____ DATA EXTRACTS

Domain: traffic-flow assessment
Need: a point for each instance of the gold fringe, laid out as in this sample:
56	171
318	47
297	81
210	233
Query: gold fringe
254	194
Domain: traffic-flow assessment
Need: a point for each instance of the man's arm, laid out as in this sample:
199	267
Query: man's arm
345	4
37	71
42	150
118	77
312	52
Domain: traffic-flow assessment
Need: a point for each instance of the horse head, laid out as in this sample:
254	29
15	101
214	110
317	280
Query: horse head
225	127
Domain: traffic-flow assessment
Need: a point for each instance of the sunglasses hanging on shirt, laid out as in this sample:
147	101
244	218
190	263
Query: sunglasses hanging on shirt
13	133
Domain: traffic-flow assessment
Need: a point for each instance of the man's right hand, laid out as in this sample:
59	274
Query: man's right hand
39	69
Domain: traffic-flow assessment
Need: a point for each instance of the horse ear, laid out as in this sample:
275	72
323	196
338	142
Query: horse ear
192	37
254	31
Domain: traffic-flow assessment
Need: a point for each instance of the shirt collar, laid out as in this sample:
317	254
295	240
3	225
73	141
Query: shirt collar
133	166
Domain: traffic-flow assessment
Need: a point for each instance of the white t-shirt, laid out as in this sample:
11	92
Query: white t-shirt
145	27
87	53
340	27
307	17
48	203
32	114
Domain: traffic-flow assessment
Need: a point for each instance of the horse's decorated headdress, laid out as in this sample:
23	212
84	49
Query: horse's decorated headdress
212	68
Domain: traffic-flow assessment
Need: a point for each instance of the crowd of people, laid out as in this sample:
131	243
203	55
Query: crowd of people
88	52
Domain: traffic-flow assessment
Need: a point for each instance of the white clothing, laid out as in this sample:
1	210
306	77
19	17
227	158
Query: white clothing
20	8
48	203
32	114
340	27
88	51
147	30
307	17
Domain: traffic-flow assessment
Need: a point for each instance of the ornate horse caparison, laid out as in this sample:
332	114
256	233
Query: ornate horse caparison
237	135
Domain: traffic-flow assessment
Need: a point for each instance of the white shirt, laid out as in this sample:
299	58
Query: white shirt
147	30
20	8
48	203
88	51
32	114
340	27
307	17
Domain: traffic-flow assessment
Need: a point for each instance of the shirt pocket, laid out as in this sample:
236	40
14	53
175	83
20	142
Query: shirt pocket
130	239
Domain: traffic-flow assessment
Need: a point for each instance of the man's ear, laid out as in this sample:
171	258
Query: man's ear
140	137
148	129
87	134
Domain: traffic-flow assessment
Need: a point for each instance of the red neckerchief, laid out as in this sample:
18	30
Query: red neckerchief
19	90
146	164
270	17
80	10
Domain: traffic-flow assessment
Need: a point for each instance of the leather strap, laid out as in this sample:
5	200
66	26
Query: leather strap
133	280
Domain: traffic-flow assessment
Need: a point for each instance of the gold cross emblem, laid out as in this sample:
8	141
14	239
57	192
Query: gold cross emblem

________

* _WHAT NEEDS TO BE DONE_:
Please copy all of the data above exactly.

* _EXERCISE RESULT_:
Domain: traffic-flow assessment
Need: a point for each instance of the gold fringe, laid out as in this sample:
56	171
318	47
297	81
210	233
Query: gold fringe
254	194
Domain: traffic-flow assessment
Need: a point for each instance of the man's arm, laid out as in this sample:
199	267
Query: man's arm
345	4
37	71
42	150
118	77
312	52
Domain: traffic-flow assessment
Need: a point for each instance of the horse head, laid out as in this sample:
254	29
15	101
214	110
317	280
Query: horse head
225	127
Domain: traffic-flow assessment
Need: a point for each instance of the sunglasses hanging on shirt, laid out as in this sample:
147	101
244	218
190	263
Query: sunglasses hanging on shirt
13	133
Domain: traffic-flow assessment
Need: a point for each instance of the man's right hand, laid out as in this sample:
59	274
Query: man's right hand
39	69
Domain: traffic-flow assessment
Need: a point for each instance of the horse ear, laid out as in this sample:
275	72
323	196
338	142
Query: horse ear
192	37
254	31
Domain: traffic-flow assessment
Need: a point for each instance of the shirt collar, laid out as in this sample:
317	254
295	240
3	225
73	141
Query: shirt collar
133	166
Domain: traffic-flow assessment
Need: a point for each instance of the white t-shirt, laid out as in this sample:
11	92
Query: white t-shirt
145	27
87	53
340	27
307	17
48	203
32	114
Domain: traffic-flow assessment
Need: a point for each instance of the horse's decorated headdress, laid out as in this sample:
23	212
84	49
Query: horse's decorated headdress
212	68
Domain: traffic-flow assessment
Need: a point for each instance of the crowd of people, laid out as in this sample:
131	243
203	55
Query: crowd of people
88	52
Domain: traffic-flow assessment
Need: a point for each instance of the white clothing, laid out as in this sample:
1	210
306	77
19	17
227	158
Query: white clothing
20	8
48	203
32	114
340	27
88	51
147	30
307	17
Domain: traffic-flow assessment
Need: a point for each instance of the ornate horse caparison, laid out as in this sample:
332	114
256	233
Query: ornate horse caparison
237	135
Domain: traffic-flow assessment
Need: a point for each instance of the white shirt, laid out as in this sample:
299	58
Query: white shirt
147	30
20	8
48	203
88	51
32	114
340	27
307	17
Domain: traffic-flow assessment
Need: a point for each instance of the shirt pocket, laid out as in this sample:
236	40
14	53
175	83
20	142
Query: shirt pocket
130	239
Domain: traffic-flow assessment
Need: a point for each instance of the man's ear, laid out as in this sample:
171	258
Query: man's ear
140	137
148	129
87	134
Domain: traffic-flow assessment
Need: a point for each instance of the red neckerchief, laid out as in this sample:
18	30
Query: red neckerchief
19	90
146	164
270	17
80	10
Domain: traffic-flow assessment
Need: a point for each instance of the leather strap, laid out as in this sample:
5	200
66	26
Query: leather strap
133	280
Domain: traffic-flow assessment
Need: a point for each instance of the gold cross emblem, laid out as in this sample:
8	141
14	239
57	192
Query: gold cross emblem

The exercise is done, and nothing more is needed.